**Saved data entries**
....................

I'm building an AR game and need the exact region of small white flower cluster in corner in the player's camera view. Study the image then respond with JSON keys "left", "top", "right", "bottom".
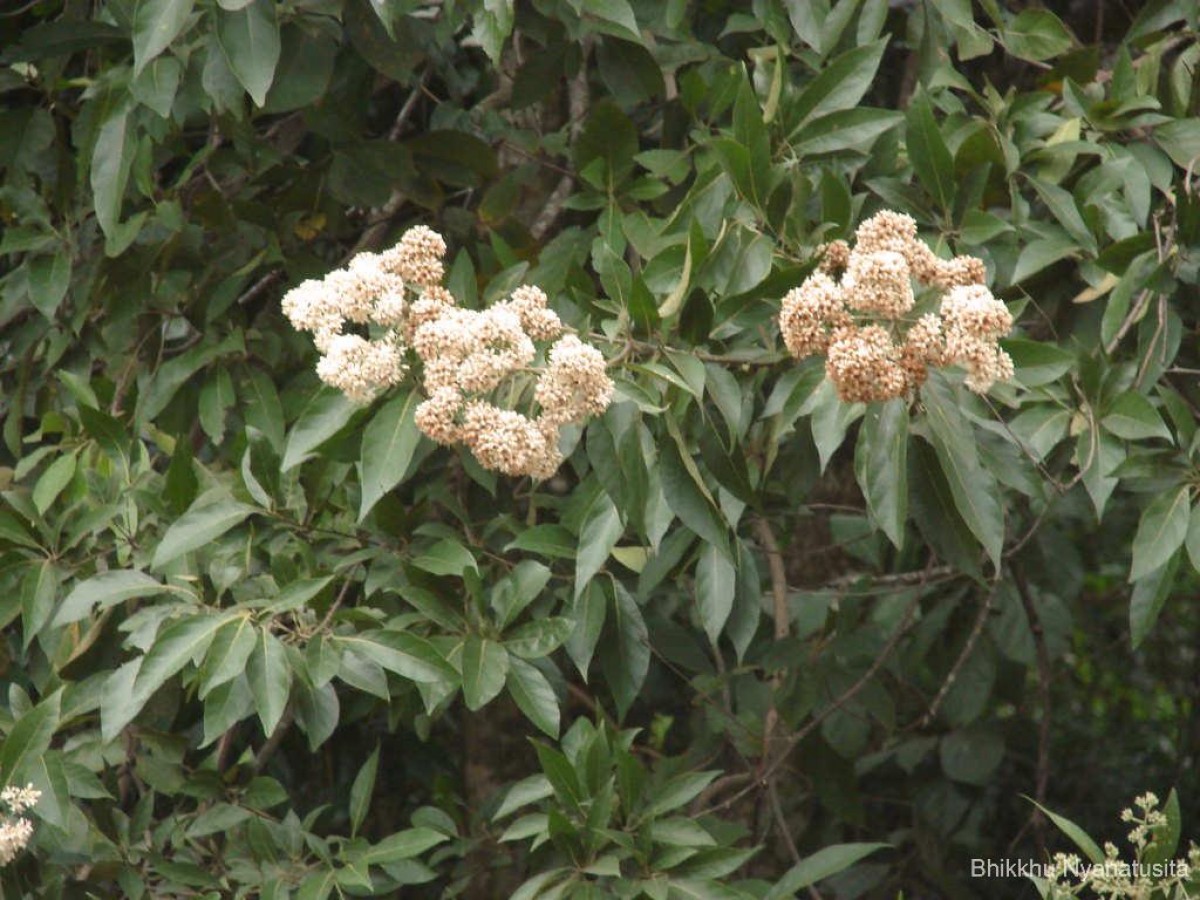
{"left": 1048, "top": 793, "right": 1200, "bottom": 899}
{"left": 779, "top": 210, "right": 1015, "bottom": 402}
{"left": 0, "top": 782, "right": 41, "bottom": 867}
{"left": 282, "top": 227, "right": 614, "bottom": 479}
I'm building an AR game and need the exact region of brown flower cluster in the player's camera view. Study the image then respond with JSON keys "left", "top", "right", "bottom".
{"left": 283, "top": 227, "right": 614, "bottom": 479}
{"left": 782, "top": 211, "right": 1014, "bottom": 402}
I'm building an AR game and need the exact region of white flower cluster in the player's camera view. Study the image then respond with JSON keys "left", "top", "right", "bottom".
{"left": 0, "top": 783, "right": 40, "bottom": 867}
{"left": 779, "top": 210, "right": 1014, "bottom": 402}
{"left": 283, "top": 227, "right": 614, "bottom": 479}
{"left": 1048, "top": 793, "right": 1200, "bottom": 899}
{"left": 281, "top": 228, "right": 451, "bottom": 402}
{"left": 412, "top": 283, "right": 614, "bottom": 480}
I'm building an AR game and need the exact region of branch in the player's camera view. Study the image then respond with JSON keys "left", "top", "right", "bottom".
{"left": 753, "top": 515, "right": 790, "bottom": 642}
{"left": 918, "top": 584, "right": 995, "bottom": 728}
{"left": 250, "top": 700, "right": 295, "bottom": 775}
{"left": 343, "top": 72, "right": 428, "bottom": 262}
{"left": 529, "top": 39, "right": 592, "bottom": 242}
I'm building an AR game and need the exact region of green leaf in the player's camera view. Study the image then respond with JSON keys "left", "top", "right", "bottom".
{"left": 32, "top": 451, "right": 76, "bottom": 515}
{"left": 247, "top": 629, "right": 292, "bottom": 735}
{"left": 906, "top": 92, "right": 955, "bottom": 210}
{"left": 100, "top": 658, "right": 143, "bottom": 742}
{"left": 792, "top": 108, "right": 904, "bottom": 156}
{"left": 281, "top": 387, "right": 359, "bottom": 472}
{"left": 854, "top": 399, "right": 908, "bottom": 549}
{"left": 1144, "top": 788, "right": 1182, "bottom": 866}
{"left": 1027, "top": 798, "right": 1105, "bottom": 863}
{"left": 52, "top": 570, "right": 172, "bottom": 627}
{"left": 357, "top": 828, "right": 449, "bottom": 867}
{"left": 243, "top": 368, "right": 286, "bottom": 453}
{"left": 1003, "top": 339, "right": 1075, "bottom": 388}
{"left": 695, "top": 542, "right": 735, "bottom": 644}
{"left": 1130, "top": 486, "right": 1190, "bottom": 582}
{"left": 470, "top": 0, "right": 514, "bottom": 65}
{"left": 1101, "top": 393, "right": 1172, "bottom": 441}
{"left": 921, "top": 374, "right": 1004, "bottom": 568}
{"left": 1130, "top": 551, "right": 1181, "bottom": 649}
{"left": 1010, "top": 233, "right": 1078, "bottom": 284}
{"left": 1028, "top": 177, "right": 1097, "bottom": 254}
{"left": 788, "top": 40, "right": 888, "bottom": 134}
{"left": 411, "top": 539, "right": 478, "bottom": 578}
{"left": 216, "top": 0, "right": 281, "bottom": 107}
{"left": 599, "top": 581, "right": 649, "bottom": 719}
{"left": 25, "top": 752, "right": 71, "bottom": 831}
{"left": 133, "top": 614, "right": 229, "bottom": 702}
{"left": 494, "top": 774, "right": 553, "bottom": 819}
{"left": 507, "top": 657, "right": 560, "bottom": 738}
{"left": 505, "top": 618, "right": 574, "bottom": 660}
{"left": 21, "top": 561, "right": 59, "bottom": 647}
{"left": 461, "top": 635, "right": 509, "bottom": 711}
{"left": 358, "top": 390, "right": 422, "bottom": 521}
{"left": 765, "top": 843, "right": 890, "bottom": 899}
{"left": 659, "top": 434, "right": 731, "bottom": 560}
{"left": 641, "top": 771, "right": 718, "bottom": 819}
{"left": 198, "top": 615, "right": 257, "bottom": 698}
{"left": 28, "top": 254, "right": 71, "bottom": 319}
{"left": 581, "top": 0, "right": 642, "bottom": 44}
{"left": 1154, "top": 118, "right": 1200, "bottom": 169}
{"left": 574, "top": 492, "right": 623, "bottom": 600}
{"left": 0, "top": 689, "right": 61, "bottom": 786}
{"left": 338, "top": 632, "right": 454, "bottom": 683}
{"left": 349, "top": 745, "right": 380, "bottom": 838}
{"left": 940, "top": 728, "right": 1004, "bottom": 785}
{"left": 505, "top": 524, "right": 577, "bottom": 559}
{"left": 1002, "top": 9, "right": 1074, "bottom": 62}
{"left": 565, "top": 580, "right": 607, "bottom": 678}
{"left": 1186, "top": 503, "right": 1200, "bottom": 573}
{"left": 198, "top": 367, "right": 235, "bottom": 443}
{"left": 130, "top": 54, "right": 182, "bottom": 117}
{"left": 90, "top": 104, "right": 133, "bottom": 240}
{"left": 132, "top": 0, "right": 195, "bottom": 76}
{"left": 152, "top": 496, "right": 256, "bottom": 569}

....................

**TASK TO COMPLETE**
The expected output is every line of the data, unchanged, with the pictures skipped.

**SOLUTION FOR THIS TASK**
I'm building an AR game and need the exact region of small white flower cluster in corner in the player's camera view. Study the image then respond with JSON keys "left", "top", "right", "bottom".
{"left": 1048, "top": 793, "right": 1200, "bottom": 899}
{"left": 779, "top": 210, "right": 1015, "bottom": 402}
{"left": 0, "top": 782, "right": 41, "bottom": 867}
{"left": 282, "top": 227, "right": 614, "bottom": 479}
I'm building an AR game and need the exact region of brown flower cluster in the player's camera view. Study the image then respond with JSON keys "left", "top", "right", "bottom".
{"left": 283, "top": 227, "right": 614, "bottom": 479}
{"left": 782, "top": 211, "right": 1014, "bottom": 402}
I'm building an AR game and need the exact region of white flower cluster in the player's camera view. Study the image then respond with JSON keys "left", "top", "right", "bottom".
{"left": 0, "top": 783, "right": 40, "bottom": 867}
{"left": 779, "top": 210, "right": 1014, "bottom": 402}
{"left": 283, "top": 227, "right": 614, "bottom": 479}
{"left": 1048, "top": 793, "right": 1200, "bottom": 899}
{"left": 281, "top": 228, "right": 451, "bottom": 402}
{"left": 412, "top": 283, "right": 614, "bottom": 480}
I'm building an AR game and need the exact region of branch in the player's camera view. Study the image then respond with JSON keys "left", "top", "right", "bottom".
{"left": 753, "top": 515, "right": 790, "bottom": 642}
{"left": 918, "top": 584, "right": 995, "bottom": 728}
{"left": 250, "top": 700, "right": 295, "bottom": 775}
{"left": 343, "top": 72, "right": 428, "bottom": 262}
{"left": 529, "top": 39, "right": 592, "bottom": 242}
I'm building an AR game and need the exact region of green leaf in the player's camera view. Study the image then respond with JSON keys "left", "top", "right", "bottom".
{"left": 32, "top": 451, "right": 76, "bottom": 515}
{"left": 247, "top": 629, "right": 292, "bottom": 735}
{"left": 906, "top": 92, "right": 955, "bottom": 210}
{"left": 100, "top": 658, "right": 143, "bottom": 742}
{"left": 792, "top": 108, "right": 904, "bottom": 156}
{"left": 281, "top": 387, "right": 359, "bottom": 472}
{"left": 854, "top": 399, "right": 908, "bottom": 549}
{"left": 1144, "top": 788, "right": 1182, "bottom": 866}
{"left": 1027, "top": 798, "right": 1105, "bottom": 863}
{"left": 52, "top": 570, "right": 172, "bottom": 627}
{"left": 357, "top": 828, "right": 449, "bottom": 867}
{"left": 243, "top": 368, "right": 286, "bottom": 453}
{"left": 1003, "top": 339, "right": 1075, "bottom": 388}
{"left": 695, "top": 542, "right": 735, "bottom": 644}
{"left": 1130, "top": 486, "right": 1190, "bottom": 582}
{"left": 470, "top": 0, "right": 514, "bottom": 65}
{"left": 1101, "top": 393, "right": 1172, "bottom": 441}
{"left": 921, "top": 374, "right": 1004, "bottom": 568}
{"left": 1130, "top": 551, "right": 1181, "bottom": 649}
{"left": 1010, "top": 233, "right": 1078, "bottom": 284}
{"left": 1028, "top": 177, "right": 1097, "bottom": 254}
{"left": 788, "top": 40, "right": 888, "bottom": 134}
{"left": 411, "top": 539, "right": 478, "bottom": 578}
{"left": 216, "top": 0, "right": 281, "bottom": 107}
{"left": 599, "top": 581, "right": 649, "bottom": 719}
{"left": 25, "top": 752, "right": 71, "bottom": 831}
{"left": 133, "top": 614, "right": 229, "bottom": 702}
{"left": 494, "top": 774, "right": 553, "bottom": 819}
{"left": 507, "top": 657, "right": 560, "bottom": 738}
{"left": 505, "top": 618, "right": 574, "bottom": 660}
{"left": 21, "top": 561, "right": 59, "bottom": 647}
{"left": 461, "top": 635, "right": 509, "bottom": 711}
{"left": 358, "top": 390, "right": 422, "bottom": 521}
{"left": 765, "top": 843, "right": 890, "bottom": 899}
{"left": 659, "top": 434, "right": 731, "bottom": 560}
{"left": 641, "top": 771, "right": 718, "bottom": 819}
{"left": 198, "top": 615, "right": 257, "bottom": 698}
{"left": 28, "top": 254, "right": 71, "bottom": 319}
{"left": 581, "top": 0, "right": 642, "bottom": 44}
{"left": 1154, "top": 118, "right": 1200, "bottom": 169}
{"left": 574, "top": 492, "right": 623, "bottom": 600}
{"left": 0, "top": 689, "right": 61, "bottom": 786}
{"left": 338, "top": 632, "right": 454, "bottom": 683}
{"left": 349, "top": 745, "right": 380, "bottom": 838}
{"left": 940, "top": 728, "right": 1004, "bottom": 785}
{"left": 505, "top": 524, "right": 577, "bottom": 559}
{"left": 1002, "top": 9, "right": 1074, "bottom": 62}
{"left": 565, "top": 580, "right": 607, "bottom": 678}
{"left": 1186, "top": 503, "right": 1200, "bottom": 573}
{"left": 198, "top": 367, "right": 235, "bottom": 443}
{"left": 130, "top": 54, "right": 182, "bottom": 117}
{"left": 90, "top": 104, "right": 133, "bottom": 240}
{"left": 132, "top": 0, "right": 195, "bottom": 76}
{"left": 152, "top": 496, "right": 256, "bottom": 569}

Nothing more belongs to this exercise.